Print everything from the line containing "Task: Find the metal" down to the end of the rows below, copying each line exactly. Leave the pictures out.

**********

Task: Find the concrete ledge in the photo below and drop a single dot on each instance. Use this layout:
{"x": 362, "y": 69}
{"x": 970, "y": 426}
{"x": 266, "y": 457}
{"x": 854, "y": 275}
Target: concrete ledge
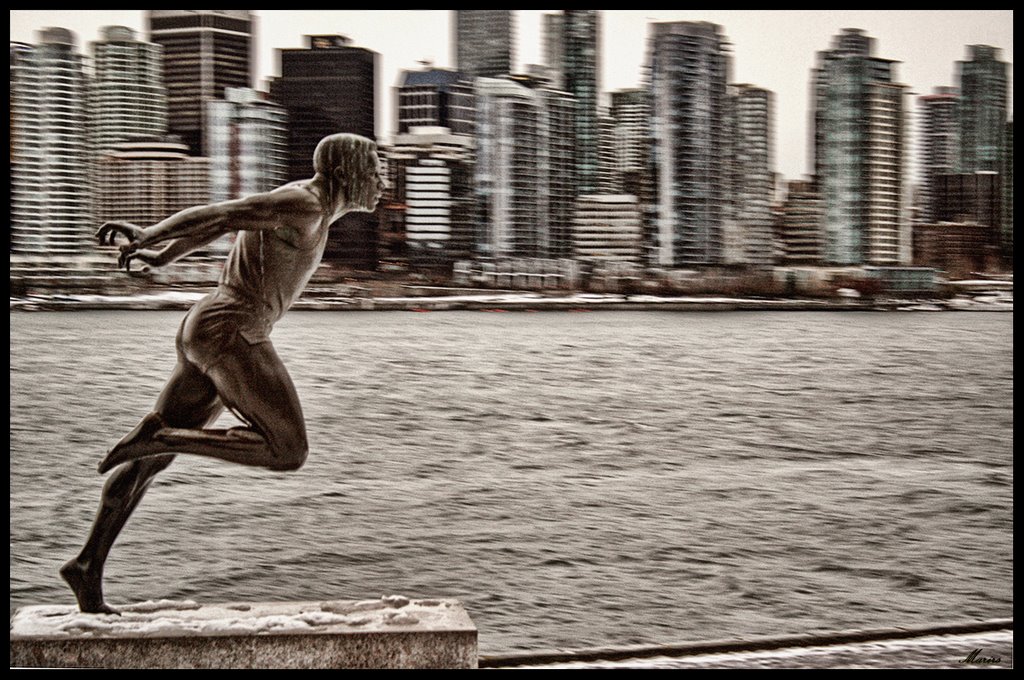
{"x": 391, "y": 632}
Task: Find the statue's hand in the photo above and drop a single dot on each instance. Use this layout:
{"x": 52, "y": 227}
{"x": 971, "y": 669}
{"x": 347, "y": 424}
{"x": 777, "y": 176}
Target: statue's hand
{"x": 148, "y": 257}
{"x": 109, "y": 231}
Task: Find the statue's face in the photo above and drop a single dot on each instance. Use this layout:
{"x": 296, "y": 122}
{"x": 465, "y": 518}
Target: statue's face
{"x": 374, "y": 188}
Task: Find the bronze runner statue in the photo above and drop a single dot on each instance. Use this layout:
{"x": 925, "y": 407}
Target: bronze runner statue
{"x": 225, "y": 357}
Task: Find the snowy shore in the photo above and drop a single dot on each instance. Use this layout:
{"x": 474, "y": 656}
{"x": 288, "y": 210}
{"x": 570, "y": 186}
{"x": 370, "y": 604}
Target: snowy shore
{"x": 483, "y": 301}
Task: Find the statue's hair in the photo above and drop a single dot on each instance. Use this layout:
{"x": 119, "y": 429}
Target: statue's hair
{"x": 347, "y": 163}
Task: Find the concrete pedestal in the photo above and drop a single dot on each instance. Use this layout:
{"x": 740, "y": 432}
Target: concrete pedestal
{"x": 391, "y": 632}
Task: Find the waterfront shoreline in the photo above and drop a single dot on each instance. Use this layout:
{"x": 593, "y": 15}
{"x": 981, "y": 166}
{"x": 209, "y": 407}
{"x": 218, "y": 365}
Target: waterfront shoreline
{"x": 174, "y": 301}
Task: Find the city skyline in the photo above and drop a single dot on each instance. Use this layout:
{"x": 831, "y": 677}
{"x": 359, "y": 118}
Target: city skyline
{"x": 791, "y": 39}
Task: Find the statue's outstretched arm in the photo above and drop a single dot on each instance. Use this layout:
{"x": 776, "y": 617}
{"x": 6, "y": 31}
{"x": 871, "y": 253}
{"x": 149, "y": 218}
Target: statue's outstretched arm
{"x": 174, "y": 251}
{"x": 198, "y": 226}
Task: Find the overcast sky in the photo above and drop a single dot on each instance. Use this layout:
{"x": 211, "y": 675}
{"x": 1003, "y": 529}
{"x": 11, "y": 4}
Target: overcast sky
{"x": 774, "y": 49}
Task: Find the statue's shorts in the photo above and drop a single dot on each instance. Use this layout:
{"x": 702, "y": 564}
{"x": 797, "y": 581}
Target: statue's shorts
{"x": 221, "y": 325}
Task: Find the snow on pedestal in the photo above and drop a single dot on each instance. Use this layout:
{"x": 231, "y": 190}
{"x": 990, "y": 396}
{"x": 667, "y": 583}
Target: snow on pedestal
{"x": 391, "y": 632}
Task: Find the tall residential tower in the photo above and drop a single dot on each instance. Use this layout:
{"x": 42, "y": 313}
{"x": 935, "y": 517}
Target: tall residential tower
{"x": 205, "y": 52}
{"x": 484, "y": 41}
{"x": 859, "y": 152}
{"x": 688, "y": 69}
{"x": 49, "y": 151}
{"x": 127, "y": 98}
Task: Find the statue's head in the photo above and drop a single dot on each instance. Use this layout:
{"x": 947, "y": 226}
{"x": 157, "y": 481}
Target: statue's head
{"x": 350, "y": 168}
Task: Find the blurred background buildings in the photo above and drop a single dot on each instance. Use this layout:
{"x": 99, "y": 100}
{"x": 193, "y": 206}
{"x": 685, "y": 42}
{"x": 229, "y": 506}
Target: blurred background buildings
{"x": 486, "y": 164}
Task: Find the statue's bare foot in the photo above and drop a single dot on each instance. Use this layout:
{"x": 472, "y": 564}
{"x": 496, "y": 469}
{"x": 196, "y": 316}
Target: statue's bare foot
{"x": 87, "y": 588}
{"x": 136, "y": 443}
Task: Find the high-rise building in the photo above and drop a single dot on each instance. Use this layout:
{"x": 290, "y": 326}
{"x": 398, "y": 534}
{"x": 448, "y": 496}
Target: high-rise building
{"x": 956, "y": 248}
{"x": 581, "y": 68}
{"x": 631, "y": 136}
{"x": 607, "y": 177}
{"x": 688, "y": 69}
{"x": 432, "y": 180}
{"x": 248, "y": 144}
{"x": 975, "y": 198}
{"x": 800, "y": 227}
{"x": 127, "y": 98}
{"x": 940, "y": 144}
{"x": 49, "y": 150}
{"x": 435, "y": 97}
{"x": 205, "y": 51}
{"x": 484, "y": 41}
{"x": 859, "y": 115}
{"x": 553, "y": 47}
{"x": 144, "y": 182}
{"x": 983, "y": 85}
{"x": 607, "y": 228}
{"x": 1007, "y": 238}
{"x": 524, "y": 171}
{"x": 749, "y": 237}
{"x": 330, "y": 87}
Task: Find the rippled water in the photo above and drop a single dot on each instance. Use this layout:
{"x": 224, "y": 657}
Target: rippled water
{"x": 577, "y": 479}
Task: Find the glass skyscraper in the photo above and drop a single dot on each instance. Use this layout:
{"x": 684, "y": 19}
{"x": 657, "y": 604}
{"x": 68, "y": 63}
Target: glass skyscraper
{"x": 983, "y": 86}
{"x": 484, "y": 42}
{"x": 49, "y": 156}
{"x": 205, "y": 51}
{"x": 859, "y": 154}
{"x": 688, "y": 68}
{"x": 127, "y": 98}
{"x": 581, "y": 71}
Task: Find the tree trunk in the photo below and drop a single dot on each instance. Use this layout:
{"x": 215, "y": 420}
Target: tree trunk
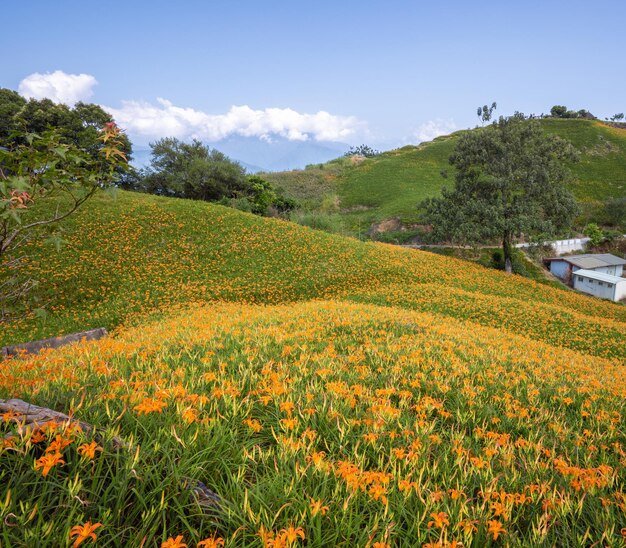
{"x": 508, "y": 255}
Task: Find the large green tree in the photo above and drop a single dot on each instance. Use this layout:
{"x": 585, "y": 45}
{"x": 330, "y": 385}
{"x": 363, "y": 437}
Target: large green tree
{"x": 78, "y": 125}
{"x": 510, "y": 181}
{"x": 192, "y": 170}
{"x": 43, "y": 181}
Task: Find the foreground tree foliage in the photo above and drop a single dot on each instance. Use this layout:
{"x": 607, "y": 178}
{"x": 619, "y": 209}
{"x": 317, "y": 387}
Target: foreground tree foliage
{"x": 509, "y": 182}
{"x": 44, "y": 180}
{"x": 79, "y": 125}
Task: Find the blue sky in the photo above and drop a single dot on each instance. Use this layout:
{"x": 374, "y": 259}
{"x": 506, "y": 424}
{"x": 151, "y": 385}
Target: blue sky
{"x": 386, "y": 73}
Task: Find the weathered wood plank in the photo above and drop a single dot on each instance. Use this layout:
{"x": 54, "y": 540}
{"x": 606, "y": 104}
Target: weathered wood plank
{"x": 54, "y": 342}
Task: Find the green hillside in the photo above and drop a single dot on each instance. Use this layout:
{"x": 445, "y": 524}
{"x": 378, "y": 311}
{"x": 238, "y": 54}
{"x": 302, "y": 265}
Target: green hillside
{"x": 127, "y": 255}
{"x": 391, "y": 184}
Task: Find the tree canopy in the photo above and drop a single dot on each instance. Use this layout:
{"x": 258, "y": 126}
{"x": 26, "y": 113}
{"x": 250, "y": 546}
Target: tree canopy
{"x": 43, "y": 180}
{"x": 509, "y": 182}
{"x": 194, "y": 171}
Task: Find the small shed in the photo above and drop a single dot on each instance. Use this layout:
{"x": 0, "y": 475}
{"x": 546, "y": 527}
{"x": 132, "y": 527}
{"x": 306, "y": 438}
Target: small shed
{"x": 564, "y": 267}
{"x": 600, "y": 284}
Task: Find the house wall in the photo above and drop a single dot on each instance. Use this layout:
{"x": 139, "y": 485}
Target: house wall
{"x": 620, "y": 291}
{"x": 613, "y": 270}
{"x": 595, "y": 287}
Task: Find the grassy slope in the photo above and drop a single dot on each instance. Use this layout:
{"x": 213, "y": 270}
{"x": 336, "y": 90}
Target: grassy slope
{"x": 390, "y": 185}
{"x": 132, "y": 254}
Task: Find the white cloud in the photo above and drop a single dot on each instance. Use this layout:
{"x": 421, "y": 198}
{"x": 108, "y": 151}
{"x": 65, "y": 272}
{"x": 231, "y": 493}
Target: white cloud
{"x": 164, "y": 119}
{"x": 58, "y": 86}
{"x": 433, "y": 128}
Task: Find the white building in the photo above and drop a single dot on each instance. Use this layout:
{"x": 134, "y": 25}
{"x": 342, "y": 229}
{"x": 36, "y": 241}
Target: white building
{"x": 605, "y": 263}
{"x": 599, "y": 284}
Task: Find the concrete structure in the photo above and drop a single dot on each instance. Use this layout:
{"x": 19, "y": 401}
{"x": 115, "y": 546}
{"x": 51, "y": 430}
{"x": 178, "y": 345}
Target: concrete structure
{"x": 599, "y": 284}
{"x": 564, "y": 267}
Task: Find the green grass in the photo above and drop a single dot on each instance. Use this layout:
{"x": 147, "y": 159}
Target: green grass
{"x": 287, "y": 368}
{"x": 393, "y": 183}
{"x": 130, "y": 255}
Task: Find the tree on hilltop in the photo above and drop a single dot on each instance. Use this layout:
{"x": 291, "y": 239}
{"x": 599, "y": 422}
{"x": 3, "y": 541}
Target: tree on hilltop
{"x": 485, "y": 112}
{"x": 509, "y": 181}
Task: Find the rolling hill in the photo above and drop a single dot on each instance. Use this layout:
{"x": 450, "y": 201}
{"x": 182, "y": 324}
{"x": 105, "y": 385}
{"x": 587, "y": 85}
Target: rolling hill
{"x": 391, "y": 184}
{"x": 323, "y": 392}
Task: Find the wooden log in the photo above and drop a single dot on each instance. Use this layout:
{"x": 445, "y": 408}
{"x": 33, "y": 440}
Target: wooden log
{"x": 30, "y": 416}
{"x": 54, "y": 342}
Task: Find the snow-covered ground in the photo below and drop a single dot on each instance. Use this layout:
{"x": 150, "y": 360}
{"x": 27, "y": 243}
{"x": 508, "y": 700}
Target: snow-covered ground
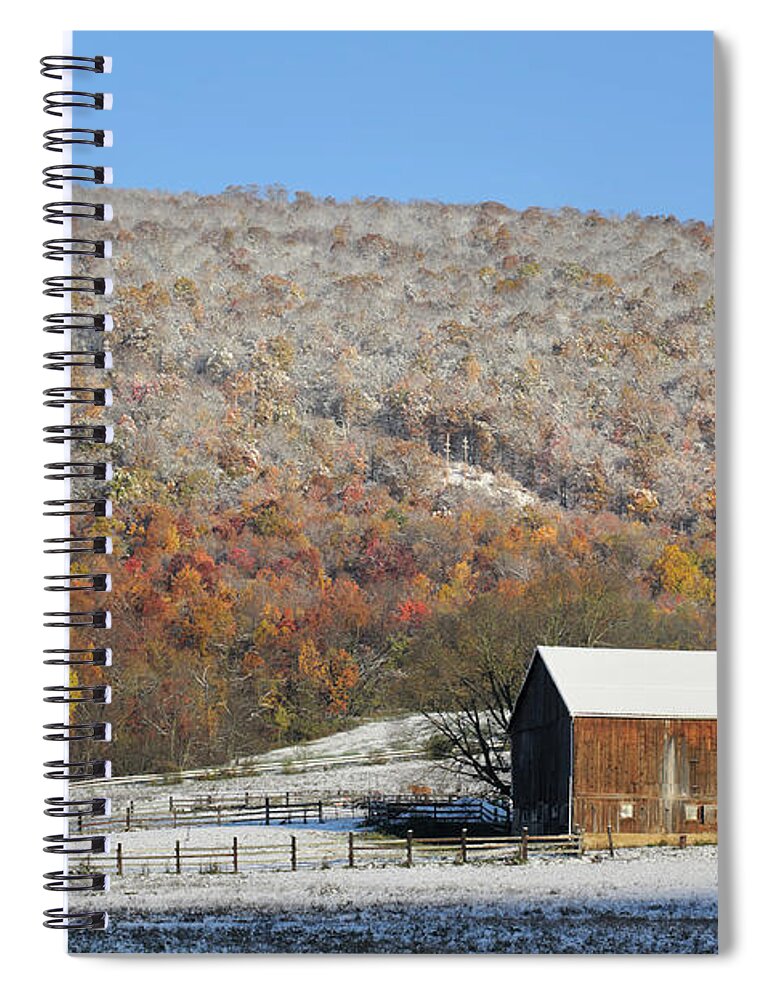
{"x": 644, "y": 900}
{"x": 309, "y": 768}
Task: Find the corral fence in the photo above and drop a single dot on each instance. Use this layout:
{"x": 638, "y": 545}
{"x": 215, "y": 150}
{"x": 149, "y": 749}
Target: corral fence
{"x": 390, "y": 812}
{"x": 365, "y": 852}
{"x": 427, "y": 811}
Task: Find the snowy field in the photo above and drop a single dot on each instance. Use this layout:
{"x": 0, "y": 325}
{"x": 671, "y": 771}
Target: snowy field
{"x": 650, "y": 900}
{"x": 643, "y": 900}
{"x": 318, "y": 767}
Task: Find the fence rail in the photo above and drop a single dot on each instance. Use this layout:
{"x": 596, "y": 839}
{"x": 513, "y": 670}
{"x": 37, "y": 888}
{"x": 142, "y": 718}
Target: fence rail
{"x": 371, "y": 852}
{"x": 291, "y": 765}
{"x": 297, "y": 807}
{"x": 465, "y": 810}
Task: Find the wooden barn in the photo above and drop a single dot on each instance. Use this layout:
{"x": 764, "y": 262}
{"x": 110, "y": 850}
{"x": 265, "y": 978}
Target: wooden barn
{"x": 620, "y": 737}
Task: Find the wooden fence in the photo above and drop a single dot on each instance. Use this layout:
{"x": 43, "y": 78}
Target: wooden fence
{"x": 247, "y": 769}
{"x": 361, "y": 852}
{"x": 403, "y": 810}
{"x": 264, "y": 812}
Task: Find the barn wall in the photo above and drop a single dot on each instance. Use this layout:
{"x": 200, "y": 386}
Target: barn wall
{"x": 540, "y": 743}
{"x": 645, "y": 775}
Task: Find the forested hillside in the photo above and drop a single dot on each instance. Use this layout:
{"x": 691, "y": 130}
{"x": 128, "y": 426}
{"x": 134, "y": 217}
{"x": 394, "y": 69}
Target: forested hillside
{"x": 369, "y": 451}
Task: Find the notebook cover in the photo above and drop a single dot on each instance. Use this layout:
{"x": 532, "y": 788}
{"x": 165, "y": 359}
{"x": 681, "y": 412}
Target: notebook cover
{"x": 414, "y": 450}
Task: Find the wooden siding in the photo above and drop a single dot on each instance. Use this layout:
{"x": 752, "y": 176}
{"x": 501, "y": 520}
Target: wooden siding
{"x": 540, "y": 738}
{"x": 645, "y": 775}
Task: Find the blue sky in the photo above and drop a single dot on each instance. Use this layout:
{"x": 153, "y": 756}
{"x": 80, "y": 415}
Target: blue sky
{"x": 614, "y": 121}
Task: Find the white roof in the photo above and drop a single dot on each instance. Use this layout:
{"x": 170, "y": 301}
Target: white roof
{"x": 647, "y": 683}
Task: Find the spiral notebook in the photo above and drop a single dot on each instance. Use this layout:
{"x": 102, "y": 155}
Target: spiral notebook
{"x": 384, "y": 366}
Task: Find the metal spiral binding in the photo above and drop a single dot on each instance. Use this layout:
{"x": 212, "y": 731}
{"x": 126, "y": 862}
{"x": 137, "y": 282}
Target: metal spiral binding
{"x": 71, "y": 733}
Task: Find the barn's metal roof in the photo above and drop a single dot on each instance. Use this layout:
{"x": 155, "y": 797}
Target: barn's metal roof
{"x": 647, "y": 683}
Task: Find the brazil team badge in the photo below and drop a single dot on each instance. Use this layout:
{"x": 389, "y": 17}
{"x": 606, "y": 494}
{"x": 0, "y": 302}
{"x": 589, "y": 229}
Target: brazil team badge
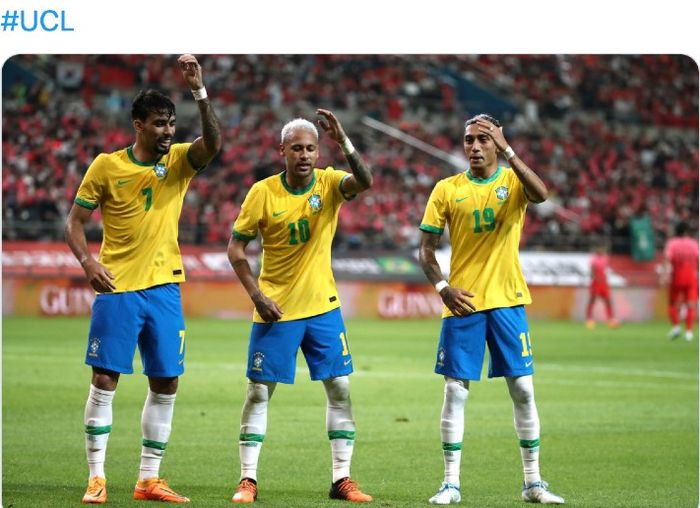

**********

Final result:
Task: Find the metal spiral binding in the photo above and drop a single dot on each instance. Use this layout:
{"x": 212, "y": 731}
{"x": 126, "y": 862}
{"x": 137, "y": 282}
Target: metal spiral binding
{"x": 71, "y": 733}
Task: Find the barn's metal roof in the photo above and drop a single dot on each instance. Use this layout:
{"x": 155, "y": 797}
Target: barn's metal roof
{"x": 647, "y": 683}
Task: Find the brazil team badge in the photo below and drop a single dot on each instance. Use this layout:
{"x": 389, "y": 17}
{"x": 606, "y": 494}
{"x": 0, "y": 302}
{"x": 589, "y": 229}
Target: brazil team badge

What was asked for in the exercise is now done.